**Исходный отрывок:**
"В журнале меня хвалили за правду, за мастерство… Медведя мы не убили, не видели даже его. И что еще характерно: попробуй теперь скажи, что факты не достоверны, — тебя обвинят во лжи".
Эта прелестная юмореска выигрывает еще и оттого, что посвящена одному из признанных арбитров жизненной правды в художественных текстах — критику Феликсу Кузнецову (с его вступительной статьей вышло посмертное собрание сочинений Яшина). Но глубоко запрятанная тревога улавливается и в этой юмореске. Сомнение в том, что делал всю жизнь. И в том, как жил.
"Да просто жил!" — отвечает Яшин (невзначай цитируя аббата Сийеса, над остроумием которого в XVIII веке смеялась "вся Европа", когда на вопрос: что ты делал в годы Революции? — он ответил: "Я жил").

**Задание 1:**
Назовите всех людей, которые упомянуты по имени или фамилии в отрывке о Яшине.
Этот отрывок никак не связан с записями набора данных.

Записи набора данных
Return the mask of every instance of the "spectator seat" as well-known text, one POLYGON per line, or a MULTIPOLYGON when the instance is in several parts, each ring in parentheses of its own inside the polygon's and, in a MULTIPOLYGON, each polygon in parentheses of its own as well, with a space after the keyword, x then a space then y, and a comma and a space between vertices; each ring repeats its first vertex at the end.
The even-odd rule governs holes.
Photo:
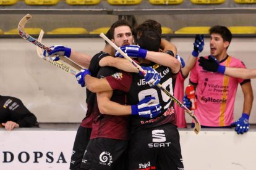
POLYGON ((237 4, 256 4, 256 0, 234 0, 237 4))
POLYGON ((98 4, 100 0, 66 0, 66 2, 72 6, 93 6, 98 4))
POLYGON ((152 5, 178 5, 183 2, 183 0, 149 0, 152 5))
POLYGON ((12 6, 18 1, 19 0, 0 0, 0 6, 12 6))
MULTIPOLYGON (((41 31, 40 28, 25 28, 25 31, 28 34, 39 34, 41 31)), ((14 28, 4 32, 4 34, 19 34, 18 28, 14 28)))
POLYGON ((25 4, 30 6, 54 6, 59 0, 25 0, 25 4))
POLYGON ((256 26, 234 26, 228 28, 233 34, 256 34, 256 26))
POLYGON ((220 4, 225 2, 225 0, 190 0, 194 4, 220 4))
POLYGON ((103 33, 104 34, 106 34, 108 30, 109 30, 109 27, 101 27, 94 30, 93 31, 90 31, 89 34, 100 34, 101 33, 103 33))
POLYGON ((110 5, 137 5, 142 0, 107 0, 110 5))
POLYGON ((47 34, 85 34, 88 31, 82 27, 62 27, 46 32, 47 34))
POLYGON ((187 26, 175 31, 175 34, 209 34, 210 26, 187 26))
POLYGON ((166 26, 162 26, 162 34, 173 34, 173 31, 169 27, 166 26))

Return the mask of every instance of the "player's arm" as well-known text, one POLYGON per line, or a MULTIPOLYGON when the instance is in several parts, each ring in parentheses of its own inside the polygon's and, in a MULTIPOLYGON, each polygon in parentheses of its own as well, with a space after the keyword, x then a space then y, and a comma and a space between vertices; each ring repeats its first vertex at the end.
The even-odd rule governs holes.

**Задание 2:**
Перепишите все записи набора данных, заменив «spectator seat» на «stadium seat». Остальное оставьте без изменений, изображения в ответ не включайте.

**Решение 1:**
Феликс Кузнецов, Яшин, аббат Сийес.

**Решение 2:**
Return the mask of every instance of the "stadium seat" as well-known text, one POLYGON per line, or a MULTIPOLYGON when the instance is in several parts, each ring in parentheses of its own inside the polygon's and, in a MULTIPOLYGON, each polygon in parentheses of its own as well, with a space after the keyword, x then a space then y, and a comma and a space between vertices; each ring repeats its first vertex at the end.
The even-odd rule governs holes.
Photo:
POLYGON ((237 4, 256 4, 256 0, 234 0, 237 4))
POLYGON ((98 4, 100 0, 66 0, 66 2, 72 6, 93 6, 98 4))
POLYGON ((152 5, 178 5, 183 2, 183 0, 149 0, 152 5))
POLYGON ((12 6, 18 1, 19 0, 0 0, 0 6, 12 6))
MULTIPOLYGON (((41 31, 40 28, 25 28, 25 31, 28 34, 39 34, 41 31)), ((14 28, 4 32, 4 34, 19 34, 18 28, 14 28)))
POLYGON ((25 4, 30 6, 54 6, 59 0, 25 0, 25 4))
POLYGON ((256 26, 234 26, 228 28, 233 34, 256 34, 256 26))
POLYGON ((220 4, 225 2, 225 0, 190 0, 194 4, 220 4))
POLYGON ((103 33, 104 34, 106 34, 108 30, 109 30, 109 27, 101 27, 94 30, 93 31, 90 31, 89 34, 100 34, 101 33, 103 33))
POLYGON ((110 5, 137 5, 142 0, 107 0, 110 5))
POLYGON ((47 34, 85 34, 88 31, 82 27, 62 27, 46 32, 47 34))
POLYGON ((187 26, 175 31, 175 34, 209 34, 210 26, 187 26))
POLYGON ((166 26, 162 26, 162 34, 173 34, 173 31, 169 27, 166 26))

Return the mask of every instance of the "player's arm" as well-known text, one POLYGON per line, or a MULTIPOLYGON when the instance is in several parts, each ring in parentheses of its own inside the polygon's and, in a MULTIPOLYGON, each polygon in parentheses of its own as well, with a space after the keyword, x then a space then y, and a comma and a space between vertices; each ring repeats its first vertex at the end.
The even-odd rule governs holes.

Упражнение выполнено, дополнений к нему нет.